→ **AIM OF THE EXERCISE**
Work out how many lines in the following entries contain the string "table", and write only that number.

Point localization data
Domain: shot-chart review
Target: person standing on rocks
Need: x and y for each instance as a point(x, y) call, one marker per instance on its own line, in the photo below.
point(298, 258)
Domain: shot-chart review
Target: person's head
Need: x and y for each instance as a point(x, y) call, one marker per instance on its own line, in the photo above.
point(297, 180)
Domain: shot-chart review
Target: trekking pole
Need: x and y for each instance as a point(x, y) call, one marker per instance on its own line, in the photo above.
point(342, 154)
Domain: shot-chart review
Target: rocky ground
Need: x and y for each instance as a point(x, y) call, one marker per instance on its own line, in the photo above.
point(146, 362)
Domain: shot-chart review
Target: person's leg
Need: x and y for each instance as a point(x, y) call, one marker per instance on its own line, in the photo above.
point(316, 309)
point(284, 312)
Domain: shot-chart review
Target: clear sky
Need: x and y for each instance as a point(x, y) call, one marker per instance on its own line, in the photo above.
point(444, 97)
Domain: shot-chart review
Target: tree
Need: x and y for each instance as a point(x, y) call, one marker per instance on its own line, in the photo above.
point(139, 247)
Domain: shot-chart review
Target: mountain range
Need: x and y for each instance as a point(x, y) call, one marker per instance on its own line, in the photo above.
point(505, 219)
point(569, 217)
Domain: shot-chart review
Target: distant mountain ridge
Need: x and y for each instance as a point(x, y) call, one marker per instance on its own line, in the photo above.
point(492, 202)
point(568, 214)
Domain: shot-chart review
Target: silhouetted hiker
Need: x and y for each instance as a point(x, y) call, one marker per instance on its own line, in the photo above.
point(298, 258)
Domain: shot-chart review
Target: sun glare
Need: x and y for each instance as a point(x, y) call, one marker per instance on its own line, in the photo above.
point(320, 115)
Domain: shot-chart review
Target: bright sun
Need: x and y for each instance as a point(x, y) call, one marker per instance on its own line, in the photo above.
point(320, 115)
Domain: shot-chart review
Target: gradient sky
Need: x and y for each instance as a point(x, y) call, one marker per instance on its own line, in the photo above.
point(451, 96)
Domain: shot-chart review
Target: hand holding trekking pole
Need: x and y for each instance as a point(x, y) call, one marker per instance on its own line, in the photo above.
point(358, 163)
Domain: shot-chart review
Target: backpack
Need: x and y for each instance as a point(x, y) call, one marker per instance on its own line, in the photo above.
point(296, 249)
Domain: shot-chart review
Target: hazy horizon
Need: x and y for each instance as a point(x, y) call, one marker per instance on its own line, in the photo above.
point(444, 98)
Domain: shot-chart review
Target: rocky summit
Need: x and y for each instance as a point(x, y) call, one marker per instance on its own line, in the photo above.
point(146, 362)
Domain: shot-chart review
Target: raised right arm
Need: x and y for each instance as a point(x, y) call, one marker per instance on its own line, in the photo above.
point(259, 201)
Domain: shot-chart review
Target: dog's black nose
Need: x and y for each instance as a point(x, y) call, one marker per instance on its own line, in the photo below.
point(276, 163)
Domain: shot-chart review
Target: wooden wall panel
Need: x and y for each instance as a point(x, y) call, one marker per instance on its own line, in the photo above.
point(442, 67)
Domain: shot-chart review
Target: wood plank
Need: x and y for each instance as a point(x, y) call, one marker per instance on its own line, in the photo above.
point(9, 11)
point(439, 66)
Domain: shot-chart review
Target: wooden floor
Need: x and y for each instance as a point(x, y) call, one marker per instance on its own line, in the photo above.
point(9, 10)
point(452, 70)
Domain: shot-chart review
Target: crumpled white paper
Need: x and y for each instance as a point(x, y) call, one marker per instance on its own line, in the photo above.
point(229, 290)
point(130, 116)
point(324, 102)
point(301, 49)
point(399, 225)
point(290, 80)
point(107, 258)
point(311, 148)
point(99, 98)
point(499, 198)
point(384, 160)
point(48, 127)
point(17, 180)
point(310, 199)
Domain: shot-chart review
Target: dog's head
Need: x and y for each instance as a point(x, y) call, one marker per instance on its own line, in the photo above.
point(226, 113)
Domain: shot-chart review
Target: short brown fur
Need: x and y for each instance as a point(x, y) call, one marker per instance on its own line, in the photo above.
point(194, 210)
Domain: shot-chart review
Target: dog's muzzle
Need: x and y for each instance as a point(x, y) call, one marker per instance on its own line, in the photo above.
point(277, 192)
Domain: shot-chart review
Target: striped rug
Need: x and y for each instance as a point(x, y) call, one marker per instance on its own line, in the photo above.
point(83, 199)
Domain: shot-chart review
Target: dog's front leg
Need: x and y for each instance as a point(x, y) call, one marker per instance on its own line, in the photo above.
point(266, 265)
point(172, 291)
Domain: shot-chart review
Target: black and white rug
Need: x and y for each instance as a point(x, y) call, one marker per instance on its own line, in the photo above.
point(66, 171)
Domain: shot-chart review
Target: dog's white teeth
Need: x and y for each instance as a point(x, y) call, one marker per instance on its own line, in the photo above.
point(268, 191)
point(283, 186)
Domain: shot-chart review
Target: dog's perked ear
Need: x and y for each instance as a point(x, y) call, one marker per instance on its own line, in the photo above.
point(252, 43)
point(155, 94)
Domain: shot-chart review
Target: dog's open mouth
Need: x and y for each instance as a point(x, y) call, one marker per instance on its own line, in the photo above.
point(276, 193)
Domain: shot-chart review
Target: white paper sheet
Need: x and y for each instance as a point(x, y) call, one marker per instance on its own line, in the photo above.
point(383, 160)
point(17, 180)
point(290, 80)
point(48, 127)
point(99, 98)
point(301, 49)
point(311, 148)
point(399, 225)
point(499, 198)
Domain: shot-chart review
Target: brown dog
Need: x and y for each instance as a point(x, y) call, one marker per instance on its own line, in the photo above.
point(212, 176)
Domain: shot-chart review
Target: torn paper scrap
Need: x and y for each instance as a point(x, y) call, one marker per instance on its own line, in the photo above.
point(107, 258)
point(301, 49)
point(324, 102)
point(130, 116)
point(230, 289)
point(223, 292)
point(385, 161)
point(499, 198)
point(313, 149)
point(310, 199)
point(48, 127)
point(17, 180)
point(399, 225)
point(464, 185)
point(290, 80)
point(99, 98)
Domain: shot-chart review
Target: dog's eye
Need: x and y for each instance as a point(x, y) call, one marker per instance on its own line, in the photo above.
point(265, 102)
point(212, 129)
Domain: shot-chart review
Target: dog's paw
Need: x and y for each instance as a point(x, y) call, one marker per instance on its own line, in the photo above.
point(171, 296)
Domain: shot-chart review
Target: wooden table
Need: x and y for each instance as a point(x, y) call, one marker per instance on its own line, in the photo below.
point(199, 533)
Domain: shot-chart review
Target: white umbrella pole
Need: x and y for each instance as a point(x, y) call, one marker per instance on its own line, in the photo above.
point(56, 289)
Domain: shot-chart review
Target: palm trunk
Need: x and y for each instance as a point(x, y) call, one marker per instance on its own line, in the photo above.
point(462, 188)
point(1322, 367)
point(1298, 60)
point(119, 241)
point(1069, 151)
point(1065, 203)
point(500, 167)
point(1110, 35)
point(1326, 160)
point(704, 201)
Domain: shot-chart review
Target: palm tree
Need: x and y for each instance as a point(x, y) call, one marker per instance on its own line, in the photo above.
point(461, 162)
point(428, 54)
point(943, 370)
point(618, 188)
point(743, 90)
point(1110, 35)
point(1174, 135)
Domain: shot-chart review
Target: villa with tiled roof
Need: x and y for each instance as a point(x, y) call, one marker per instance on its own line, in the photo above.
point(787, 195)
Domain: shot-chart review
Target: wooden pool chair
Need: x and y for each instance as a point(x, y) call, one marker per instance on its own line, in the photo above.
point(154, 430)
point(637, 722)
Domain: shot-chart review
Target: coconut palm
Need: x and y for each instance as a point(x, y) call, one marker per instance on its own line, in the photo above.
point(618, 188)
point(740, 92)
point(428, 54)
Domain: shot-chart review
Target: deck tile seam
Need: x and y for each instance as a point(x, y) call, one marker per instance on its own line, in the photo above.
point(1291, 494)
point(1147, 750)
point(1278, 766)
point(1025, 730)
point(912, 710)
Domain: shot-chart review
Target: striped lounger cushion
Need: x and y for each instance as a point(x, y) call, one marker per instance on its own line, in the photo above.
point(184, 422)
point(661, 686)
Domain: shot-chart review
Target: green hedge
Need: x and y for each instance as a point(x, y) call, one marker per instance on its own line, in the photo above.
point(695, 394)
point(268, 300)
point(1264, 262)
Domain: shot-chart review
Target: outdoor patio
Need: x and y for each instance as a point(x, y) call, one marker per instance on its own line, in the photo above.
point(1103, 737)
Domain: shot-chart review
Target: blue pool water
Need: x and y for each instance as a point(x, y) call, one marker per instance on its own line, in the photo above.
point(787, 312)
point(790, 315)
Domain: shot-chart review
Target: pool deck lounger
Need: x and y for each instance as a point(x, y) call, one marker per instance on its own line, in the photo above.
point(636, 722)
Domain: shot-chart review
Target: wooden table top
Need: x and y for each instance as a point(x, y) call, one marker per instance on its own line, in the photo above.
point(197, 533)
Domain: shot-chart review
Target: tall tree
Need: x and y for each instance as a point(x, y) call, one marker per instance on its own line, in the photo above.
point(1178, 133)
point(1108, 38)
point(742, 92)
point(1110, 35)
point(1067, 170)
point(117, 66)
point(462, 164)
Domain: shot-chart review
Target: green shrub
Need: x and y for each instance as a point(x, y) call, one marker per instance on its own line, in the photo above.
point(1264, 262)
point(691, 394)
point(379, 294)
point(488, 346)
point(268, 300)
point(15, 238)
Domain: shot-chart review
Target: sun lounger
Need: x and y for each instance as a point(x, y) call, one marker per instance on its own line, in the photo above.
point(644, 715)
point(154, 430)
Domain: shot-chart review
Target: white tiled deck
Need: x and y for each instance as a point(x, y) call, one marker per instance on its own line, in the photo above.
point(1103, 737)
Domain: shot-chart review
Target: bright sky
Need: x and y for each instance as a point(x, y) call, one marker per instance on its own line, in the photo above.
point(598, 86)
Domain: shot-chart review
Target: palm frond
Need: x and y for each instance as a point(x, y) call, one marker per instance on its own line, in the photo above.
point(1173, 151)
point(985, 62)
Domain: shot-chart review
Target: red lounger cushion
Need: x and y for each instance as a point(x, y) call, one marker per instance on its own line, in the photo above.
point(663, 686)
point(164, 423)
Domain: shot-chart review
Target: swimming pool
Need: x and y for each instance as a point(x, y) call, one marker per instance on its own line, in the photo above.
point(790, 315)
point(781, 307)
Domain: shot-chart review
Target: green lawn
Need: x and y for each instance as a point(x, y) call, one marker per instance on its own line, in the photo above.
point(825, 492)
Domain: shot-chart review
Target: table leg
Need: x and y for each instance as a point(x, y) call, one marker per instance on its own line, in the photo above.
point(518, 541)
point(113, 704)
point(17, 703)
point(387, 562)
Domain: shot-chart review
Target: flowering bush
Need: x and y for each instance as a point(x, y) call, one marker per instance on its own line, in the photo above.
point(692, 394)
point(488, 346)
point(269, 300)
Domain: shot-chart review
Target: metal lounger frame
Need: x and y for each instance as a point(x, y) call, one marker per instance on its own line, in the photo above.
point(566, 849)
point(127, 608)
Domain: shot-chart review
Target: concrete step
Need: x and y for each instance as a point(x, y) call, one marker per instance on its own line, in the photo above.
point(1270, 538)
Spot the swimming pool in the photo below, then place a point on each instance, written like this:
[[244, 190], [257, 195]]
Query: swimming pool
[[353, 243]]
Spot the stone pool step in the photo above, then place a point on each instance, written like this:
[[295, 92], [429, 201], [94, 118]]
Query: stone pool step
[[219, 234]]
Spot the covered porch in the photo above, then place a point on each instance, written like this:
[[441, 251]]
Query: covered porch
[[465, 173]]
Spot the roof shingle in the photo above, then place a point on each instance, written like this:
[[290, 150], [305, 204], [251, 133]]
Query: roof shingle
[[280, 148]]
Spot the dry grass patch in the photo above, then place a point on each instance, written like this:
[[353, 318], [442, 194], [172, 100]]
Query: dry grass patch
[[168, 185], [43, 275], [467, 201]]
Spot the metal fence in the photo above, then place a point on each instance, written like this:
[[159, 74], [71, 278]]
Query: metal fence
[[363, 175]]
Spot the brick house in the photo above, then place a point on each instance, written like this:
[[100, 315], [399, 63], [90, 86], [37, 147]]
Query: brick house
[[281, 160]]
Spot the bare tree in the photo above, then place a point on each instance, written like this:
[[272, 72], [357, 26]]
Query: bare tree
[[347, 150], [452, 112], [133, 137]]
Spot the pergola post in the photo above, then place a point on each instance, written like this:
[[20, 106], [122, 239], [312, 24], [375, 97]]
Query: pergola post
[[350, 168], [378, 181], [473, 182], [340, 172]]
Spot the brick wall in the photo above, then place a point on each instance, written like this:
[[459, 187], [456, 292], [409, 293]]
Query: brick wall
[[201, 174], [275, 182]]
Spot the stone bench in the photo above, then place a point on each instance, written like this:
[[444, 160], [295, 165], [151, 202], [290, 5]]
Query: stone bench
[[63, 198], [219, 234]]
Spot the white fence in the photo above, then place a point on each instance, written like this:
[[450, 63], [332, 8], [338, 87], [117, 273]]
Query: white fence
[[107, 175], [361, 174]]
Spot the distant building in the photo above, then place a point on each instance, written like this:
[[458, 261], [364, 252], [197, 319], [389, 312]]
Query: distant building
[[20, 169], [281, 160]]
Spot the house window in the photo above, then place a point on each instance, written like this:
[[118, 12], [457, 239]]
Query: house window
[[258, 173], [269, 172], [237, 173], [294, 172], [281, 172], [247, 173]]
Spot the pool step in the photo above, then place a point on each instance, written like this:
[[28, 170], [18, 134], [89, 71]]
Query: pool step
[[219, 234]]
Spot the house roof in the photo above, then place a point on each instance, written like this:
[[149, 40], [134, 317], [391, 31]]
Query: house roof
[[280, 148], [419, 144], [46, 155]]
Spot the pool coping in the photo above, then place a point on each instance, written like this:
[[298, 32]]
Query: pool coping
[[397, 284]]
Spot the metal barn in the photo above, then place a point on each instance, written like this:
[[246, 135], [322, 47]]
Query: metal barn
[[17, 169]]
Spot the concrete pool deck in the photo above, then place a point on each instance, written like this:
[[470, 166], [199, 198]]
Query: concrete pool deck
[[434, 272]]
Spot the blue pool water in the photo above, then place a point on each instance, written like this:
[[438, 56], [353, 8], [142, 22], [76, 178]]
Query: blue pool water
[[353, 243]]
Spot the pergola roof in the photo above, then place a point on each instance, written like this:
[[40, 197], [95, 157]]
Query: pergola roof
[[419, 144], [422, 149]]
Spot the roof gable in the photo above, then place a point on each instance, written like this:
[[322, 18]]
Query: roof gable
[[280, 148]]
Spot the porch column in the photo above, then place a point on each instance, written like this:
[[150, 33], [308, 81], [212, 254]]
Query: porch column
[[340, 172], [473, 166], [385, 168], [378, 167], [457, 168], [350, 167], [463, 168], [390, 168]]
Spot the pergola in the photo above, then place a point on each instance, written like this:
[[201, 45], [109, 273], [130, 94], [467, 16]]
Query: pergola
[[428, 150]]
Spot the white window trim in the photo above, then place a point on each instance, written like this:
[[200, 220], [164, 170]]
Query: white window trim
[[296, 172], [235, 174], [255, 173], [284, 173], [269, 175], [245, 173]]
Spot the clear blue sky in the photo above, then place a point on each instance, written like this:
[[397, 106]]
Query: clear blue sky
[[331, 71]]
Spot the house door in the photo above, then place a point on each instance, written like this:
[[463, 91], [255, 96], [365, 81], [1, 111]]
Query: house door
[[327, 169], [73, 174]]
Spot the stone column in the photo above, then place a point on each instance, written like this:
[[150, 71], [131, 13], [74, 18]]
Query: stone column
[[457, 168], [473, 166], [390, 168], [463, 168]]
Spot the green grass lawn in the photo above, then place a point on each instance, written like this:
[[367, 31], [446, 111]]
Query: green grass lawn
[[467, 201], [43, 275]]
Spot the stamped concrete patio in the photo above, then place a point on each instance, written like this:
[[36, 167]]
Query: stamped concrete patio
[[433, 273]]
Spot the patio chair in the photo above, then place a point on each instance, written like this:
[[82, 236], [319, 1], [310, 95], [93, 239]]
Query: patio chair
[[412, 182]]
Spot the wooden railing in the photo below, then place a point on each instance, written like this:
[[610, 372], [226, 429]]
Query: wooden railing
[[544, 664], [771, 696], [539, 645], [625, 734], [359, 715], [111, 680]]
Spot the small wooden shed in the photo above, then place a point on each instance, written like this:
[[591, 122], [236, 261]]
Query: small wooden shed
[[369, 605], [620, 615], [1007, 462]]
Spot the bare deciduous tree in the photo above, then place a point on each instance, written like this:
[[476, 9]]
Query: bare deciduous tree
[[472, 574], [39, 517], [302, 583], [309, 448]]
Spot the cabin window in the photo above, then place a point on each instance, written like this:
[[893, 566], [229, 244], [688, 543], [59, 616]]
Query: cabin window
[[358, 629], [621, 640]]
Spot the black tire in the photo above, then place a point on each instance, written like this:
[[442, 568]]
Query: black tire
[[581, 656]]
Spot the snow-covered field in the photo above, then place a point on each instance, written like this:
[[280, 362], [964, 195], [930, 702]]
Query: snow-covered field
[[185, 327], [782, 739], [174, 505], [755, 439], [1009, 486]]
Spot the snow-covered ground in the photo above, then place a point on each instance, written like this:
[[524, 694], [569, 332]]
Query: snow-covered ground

→ **COMPLETED TASK**
3